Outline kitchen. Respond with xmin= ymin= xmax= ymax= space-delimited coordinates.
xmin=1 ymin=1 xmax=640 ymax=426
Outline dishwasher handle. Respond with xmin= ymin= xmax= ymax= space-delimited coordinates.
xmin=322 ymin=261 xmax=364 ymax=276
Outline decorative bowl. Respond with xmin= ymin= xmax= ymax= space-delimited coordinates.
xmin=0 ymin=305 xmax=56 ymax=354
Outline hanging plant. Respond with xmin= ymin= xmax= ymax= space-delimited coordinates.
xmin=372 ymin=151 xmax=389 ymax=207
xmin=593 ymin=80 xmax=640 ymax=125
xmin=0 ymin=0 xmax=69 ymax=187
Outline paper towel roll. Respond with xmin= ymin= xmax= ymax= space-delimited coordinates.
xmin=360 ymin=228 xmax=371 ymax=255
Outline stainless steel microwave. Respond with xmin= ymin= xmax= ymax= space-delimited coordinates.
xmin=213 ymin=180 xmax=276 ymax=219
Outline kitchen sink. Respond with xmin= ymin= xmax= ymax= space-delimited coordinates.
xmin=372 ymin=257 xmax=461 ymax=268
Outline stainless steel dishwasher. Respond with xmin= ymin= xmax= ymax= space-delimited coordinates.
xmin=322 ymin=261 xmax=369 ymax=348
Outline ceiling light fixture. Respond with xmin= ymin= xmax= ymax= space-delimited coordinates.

----------------------------------------

### What is being asked
Reproduce all of the material above word for word, from its first line to its last.

### Written answer
Outline kitchen. Respond with xmin= ymin= xmax= ymax= space-delimited coordinates.
xmin=1 ymin=1 xmax=640 ymax=426
Outline dishwasher handle. Respond with xmin= ymin= xmax= ymax= space-delimited coordinates.
xmin=322 ymin=261 xmax=364 ymax=276
Outline decorative bowl. Respond with xmin= ymin= xmax= ymax= space-delimited coordinates.
xmin=0 ymin=305 xmax=56 ymax=354
Outline hanging plant. Respond with xmin= ymin= xmax= ymax= space-delimited coordinates.
xmin=372 ymin=151 xmax=389 ymax=207
xmin=593 ymin=80 xmax=640 ymax=125
xmin=0 ymin=0 xmax=69 ymax=187
Outline paper towel roll. Respond with xmin= ymin= xmax= ymax= space-delimited coordinates.
xmin=360 ymin=228 xmax=371 ymax=255
Outline stainless steel microwave. Respond with xmin= ymin= xmax= ymax= space-delimited coordinates.
xmin=213 ymin=180 xmax=276 ymax=219
Outline kitchen sink. Respond with xmin= ymin= xmax= ymax= space-delimited coordinates.
xmin=372 ymin=257 xmax=461 ymax=268
Outline stainless steel dishwasher. Respond with xmin= ymin= xmax= ymax= space-delimited coordinates.
xmin=322 ymin=261 xmax=369 ymax=348
Outline ceiling light fixture. Respond with xmin= ymin= xmax= ymax= space-delimited coordinates.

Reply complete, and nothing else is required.